GOAL: Copy out, word for word, the lines from the one containing "Where can you see the side" through the final line, including both.

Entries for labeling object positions

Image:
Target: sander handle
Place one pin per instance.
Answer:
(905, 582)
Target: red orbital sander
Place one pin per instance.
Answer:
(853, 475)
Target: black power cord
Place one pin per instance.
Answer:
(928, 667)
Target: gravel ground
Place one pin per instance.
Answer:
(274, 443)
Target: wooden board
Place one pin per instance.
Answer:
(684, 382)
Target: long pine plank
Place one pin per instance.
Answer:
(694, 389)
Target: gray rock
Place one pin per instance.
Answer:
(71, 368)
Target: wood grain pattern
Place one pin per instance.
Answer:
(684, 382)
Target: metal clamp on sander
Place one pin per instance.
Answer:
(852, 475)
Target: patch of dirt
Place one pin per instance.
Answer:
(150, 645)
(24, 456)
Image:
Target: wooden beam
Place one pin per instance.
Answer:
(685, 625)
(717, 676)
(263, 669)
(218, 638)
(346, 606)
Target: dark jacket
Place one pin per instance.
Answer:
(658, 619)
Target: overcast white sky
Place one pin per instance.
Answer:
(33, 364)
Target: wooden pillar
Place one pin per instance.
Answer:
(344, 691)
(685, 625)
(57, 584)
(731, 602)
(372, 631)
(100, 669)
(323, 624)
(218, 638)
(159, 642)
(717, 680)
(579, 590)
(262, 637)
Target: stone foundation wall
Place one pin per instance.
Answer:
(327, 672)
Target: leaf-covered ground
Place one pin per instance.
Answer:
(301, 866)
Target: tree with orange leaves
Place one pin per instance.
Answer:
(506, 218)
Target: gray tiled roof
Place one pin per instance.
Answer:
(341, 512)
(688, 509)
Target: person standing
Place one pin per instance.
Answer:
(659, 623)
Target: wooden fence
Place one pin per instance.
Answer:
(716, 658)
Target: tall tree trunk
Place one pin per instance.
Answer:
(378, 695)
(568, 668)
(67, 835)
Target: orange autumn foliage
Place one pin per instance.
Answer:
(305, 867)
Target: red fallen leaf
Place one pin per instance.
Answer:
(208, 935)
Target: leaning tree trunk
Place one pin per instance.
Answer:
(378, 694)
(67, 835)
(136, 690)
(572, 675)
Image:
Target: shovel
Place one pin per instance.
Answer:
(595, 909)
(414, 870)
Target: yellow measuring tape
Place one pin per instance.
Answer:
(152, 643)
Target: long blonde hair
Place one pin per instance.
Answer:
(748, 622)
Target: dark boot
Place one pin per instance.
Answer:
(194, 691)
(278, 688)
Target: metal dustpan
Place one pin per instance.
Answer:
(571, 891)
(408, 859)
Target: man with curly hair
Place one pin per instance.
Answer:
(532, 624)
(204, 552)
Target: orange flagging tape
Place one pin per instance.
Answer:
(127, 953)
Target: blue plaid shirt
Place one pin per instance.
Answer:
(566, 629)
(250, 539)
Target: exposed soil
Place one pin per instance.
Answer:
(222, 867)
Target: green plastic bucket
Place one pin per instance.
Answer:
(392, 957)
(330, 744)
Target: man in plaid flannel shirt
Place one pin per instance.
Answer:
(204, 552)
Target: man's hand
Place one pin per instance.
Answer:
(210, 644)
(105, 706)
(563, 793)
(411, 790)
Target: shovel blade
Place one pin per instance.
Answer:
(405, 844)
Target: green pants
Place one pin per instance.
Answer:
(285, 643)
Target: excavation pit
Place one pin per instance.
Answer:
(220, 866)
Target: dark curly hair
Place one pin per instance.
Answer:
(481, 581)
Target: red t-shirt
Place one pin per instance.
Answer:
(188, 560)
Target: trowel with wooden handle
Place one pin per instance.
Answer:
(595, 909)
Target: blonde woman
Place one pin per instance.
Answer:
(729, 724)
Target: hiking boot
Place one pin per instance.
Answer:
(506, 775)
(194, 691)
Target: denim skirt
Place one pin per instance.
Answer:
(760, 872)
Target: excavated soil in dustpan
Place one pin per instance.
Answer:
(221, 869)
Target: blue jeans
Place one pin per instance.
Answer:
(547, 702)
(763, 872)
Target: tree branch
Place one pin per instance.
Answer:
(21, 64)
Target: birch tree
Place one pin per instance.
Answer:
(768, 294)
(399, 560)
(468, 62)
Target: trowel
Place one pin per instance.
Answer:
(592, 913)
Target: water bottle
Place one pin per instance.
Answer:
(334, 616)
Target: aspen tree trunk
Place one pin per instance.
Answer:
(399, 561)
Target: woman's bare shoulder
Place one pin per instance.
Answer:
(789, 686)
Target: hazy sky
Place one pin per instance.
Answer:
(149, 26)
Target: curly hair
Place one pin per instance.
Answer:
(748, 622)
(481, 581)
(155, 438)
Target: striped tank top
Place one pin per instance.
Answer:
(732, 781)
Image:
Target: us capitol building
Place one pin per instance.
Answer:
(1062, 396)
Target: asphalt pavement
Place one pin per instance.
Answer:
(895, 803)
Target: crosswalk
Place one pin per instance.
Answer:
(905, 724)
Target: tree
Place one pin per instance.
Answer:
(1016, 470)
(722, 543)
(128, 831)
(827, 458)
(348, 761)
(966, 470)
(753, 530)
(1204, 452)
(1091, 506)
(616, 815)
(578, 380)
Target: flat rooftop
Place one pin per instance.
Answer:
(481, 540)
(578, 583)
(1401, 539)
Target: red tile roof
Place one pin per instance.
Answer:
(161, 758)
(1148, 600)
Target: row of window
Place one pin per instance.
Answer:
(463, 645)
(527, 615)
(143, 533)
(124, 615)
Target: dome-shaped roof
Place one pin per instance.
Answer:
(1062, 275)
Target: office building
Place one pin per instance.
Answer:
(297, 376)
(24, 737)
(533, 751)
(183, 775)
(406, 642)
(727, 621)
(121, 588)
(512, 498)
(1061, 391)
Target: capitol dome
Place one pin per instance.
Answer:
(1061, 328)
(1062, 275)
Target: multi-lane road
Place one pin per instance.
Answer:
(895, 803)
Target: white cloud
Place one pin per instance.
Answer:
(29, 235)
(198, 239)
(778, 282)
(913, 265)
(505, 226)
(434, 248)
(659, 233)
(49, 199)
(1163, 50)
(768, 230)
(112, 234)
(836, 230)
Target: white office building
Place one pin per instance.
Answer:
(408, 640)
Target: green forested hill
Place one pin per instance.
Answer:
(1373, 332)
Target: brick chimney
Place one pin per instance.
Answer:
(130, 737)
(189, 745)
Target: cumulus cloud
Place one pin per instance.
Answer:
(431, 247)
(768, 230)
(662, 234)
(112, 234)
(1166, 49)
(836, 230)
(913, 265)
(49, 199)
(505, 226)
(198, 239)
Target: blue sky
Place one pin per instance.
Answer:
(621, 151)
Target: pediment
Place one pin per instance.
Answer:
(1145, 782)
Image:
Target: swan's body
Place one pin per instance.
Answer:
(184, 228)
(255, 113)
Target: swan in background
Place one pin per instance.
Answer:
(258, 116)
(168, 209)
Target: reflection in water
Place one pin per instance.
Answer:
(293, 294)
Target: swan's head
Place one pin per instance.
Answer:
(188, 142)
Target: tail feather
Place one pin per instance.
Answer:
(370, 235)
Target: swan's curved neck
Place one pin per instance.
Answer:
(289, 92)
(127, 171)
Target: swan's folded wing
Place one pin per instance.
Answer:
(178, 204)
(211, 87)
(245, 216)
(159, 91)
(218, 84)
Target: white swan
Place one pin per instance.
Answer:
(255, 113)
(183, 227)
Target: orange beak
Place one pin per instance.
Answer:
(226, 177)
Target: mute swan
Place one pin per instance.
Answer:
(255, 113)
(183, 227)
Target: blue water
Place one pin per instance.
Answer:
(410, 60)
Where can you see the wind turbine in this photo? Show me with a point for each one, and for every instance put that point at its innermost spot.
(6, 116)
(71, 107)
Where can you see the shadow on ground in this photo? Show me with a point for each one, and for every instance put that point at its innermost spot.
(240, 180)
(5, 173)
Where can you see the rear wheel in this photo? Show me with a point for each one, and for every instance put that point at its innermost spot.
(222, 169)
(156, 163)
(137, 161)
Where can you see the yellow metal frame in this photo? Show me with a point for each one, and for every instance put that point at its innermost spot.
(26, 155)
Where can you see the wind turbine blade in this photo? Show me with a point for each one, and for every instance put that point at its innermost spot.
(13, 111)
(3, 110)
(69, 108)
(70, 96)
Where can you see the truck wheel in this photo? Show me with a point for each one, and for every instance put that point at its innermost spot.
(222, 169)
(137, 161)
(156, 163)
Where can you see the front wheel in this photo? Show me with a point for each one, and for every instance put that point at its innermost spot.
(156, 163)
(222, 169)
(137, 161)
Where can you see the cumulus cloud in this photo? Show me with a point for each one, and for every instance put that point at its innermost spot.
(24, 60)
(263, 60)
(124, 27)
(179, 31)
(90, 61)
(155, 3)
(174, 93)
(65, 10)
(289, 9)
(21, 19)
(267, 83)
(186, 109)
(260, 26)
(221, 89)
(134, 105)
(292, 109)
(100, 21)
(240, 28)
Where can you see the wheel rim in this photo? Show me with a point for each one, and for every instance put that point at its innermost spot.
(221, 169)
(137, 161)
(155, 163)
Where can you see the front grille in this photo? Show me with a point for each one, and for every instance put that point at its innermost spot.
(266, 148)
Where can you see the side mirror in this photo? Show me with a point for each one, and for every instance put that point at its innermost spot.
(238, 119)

REPLY TO THE EXERCISE:
Where can you see the side mirror in this photo? Show me with a point for each one, and for every instance put that point at its innermost spot.
(238, 119)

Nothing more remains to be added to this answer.